Apertura della fase testimoniale della causa di beatificazione di don Gi...

venerdì 5 aprile 2024

 PASQUA 2024/ Perché Giovanni capì prima di Pietro che Cristo era risorto?

                                                       


Pubblicazione: 01.04.2024 - Flavia Manservigi

Dopo Maddalena (che Lo vide) Pietro e Giovanni corsero al sepolcro, come nel quadro di Burnand. Ma Giovanni credette per primo

Una mattina come le altre, quella successiva alla Pasqua ebraica: era domenica, ma non ancora il dominĭca (dies) – giorno del Signore. Semplicemente, si trattava del giorno dopo il riposo del sabato, reso forse speciale solo per il fatto di seguire la festa più importante per il popolo ebraico.

Per un gruppo di persone in particolare, quella domenica mattina si ammantava di un velo di dolore acuto, quello che segue la morte di un congiunto, di un amico, che in quel caso poi era anche un Maestro.

Nel cuore degli apostoli non doveva brillare una gran luce: soltanto due giorni prima, il loro Maestro, appunto, era stato torturato e appeso a una croce, come il peggiore dei criminali. Non c’erano risposte a questa morte atroce; a nessuna morte, allora, era mai stato dato alcun senso o alcuna risposta. Si moriva e basta. Si andava nel niente. Polvere eri e polvere ritornerai, senza appello.

▶ [Dati di seguito]:
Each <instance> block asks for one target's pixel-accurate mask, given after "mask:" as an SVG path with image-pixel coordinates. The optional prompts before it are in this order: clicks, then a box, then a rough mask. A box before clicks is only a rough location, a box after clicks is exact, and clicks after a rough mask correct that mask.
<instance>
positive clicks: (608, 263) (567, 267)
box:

▶ [Usando le informazioni]:
A – Riporta fedelmente il tratto del testo sulla Pasqua che va da "Per un gruppo" fino a "anche un Maestro.".
B – Nel testo sulla Pasqua, di quale pittore viene citato il quadro con Pietro e Giovanni che corrono al sepolcro?
C – Prosegui il testo sulla Pasqua dopo l'ultima frase riportata.

▶ [Risposte ai compiti]:
A –
Per un gruppo di persone in particolare, quella domenica mattina si ammantava di un velo di dolore acuto, quello che segue la morte di un congiunto, di un amico, che in quel caso poi era anche un Maestro.

B – Di Burnand.

C –
Maria Maddalena, col cuore pesante, si reca al sepolcro di Gesù, e trova la pietra ribaltata. Il sepolcro vuoto. “Hanno portato via il mio Signore”. Il cuore, già lacerato, si squarcia ancora. Corre dai discepoli (alcuni di loro, oltre che con il dolore, stavano facendo i conti anche con il senso di colpa: Pietro, ad esempio, non Lo ha solo abbandonato; Lo ha anche rinnegato). Ma proprio quel Pietro, mosso dal terrore che sia stato compiuto anche l’ultimo scempio – il furto del corpo – corre, disperatamente, per quanto la sua energia e la sua età gli permettevano. Con lui va anche Giovanni; almeno lui il senso di colpa di averlo abbandonato non lo aveva; ma sicuramente covava nel cuore il dolore sordo di chi ha visto l’amico deposto nel sepolcro, e la pietra chiusa per sempre su tutto quello che Lui era stato.

Arriva prima Giovanni, ma non entra, per rispetto a Pietro. Si abbassa, per dare un primo sguardo a quello che è avvenuto nella tomba. “Vide le bende per terra, ma non entrò”.

Ed ecco anche Pietro, con il fiatone per la fatica e l’angoscia; sembra quasi di vederlo. Anche lui si china: “vide le bende per terra, e il sudario, che gli era stato posto sul capo, non per terra con le bende, ma piegato in un luogo a parte”.

 

Infine, entra anche Giovanni, e qui accade un fatto straordinario, perché il discepolo amato “vide e credette”.

Vide, vide, vide. Entrambi videro, ma solo uno dei due, alla fine, credette.

Ma cosa vide Giovanni, tanto da giustificare in lui il primo atto di fede in Cristo risorto? Una risposta può venire dal testo originale dei Vangeli, scritti in greco e tradotti spesso con lemmi che non rispecchiano la ricchezza della lingua originaria.

 

Nella traduzione che conosciamo, l’azione visiva dei due apostoli è sempre tradotta con il verbo “vedere”. Ma nel testo originale, a questo atto si associa di volta in volta un verbo diverso, con un significato differente. Il vedere di Giovanni, che, senza entrare nel sepolcro, per primo vede le bende e il sudario, è reso dal verbo blépein, che significa “constatare con perplessità”.

Il vedere le bende da parte di Pietro prima di entrare nel sepolcro è reso dal verbo theorein, che significa “contemplare uno spettacolo”, ma senza capire.

Quando infine Giovanni entra e osserva pienamente ciò che è rimasto nel sepolcro, è utilizzato il verbo eiden, che significa comprendere. Solo in quel momento, Giovanni vede qualcosa di preciso e in base a quel qualcosa comprende, e, dopo aver compreso, crede nella Resurrezione di Gesù.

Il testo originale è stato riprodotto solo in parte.